__Exercise requirements__:
Copy the line with "Please identify the view" and all lines following it through the last line of the entries, exactly as written.

__Exercise material__:

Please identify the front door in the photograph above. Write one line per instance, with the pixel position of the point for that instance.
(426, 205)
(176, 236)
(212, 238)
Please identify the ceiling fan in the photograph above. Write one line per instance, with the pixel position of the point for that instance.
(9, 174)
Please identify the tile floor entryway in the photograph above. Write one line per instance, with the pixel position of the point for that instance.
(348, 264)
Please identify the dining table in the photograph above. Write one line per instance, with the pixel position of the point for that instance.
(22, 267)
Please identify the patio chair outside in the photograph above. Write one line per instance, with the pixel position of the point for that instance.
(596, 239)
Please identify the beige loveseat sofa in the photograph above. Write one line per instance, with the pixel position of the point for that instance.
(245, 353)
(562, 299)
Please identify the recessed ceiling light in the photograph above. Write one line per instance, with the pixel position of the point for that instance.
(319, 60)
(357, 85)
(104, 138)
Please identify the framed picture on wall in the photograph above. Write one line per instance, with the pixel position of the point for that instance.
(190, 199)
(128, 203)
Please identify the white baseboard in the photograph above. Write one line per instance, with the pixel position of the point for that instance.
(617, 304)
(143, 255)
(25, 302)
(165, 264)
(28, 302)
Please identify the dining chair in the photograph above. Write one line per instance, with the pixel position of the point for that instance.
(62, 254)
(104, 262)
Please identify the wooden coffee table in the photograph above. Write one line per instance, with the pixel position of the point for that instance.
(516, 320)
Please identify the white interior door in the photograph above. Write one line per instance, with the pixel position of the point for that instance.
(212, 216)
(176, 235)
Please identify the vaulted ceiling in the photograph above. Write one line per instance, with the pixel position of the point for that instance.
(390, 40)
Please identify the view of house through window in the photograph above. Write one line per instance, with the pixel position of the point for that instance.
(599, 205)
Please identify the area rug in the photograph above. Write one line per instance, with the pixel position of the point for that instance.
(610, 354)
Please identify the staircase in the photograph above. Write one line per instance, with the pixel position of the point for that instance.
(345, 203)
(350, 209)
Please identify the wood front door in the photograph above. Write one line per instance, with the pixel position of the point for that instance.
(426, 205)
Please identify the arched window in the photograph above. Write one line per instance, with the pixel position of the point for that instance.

__Response to this task__:
Please identify the view of house through window in the photograph above. Write one line per instance, with the pixel position of the point for that instance.
(599, 205)
Please identify the area rug in the photograph above. Write one line per instance, with the pixel position of the point for that instance.
(610, 354)
Please identify the staircase in the photograph above. Write one line per instance, with the pixel position of the point for that instance.
(345, 203)
(350, 209)
Please identify the wood front door in the photograph above. Write one line per instance, with the pixel position of the point for that instance.
(426, 205)
Please identify the arched window in the photograph above. Write one line per instance, with the pixel position of the point for that instance.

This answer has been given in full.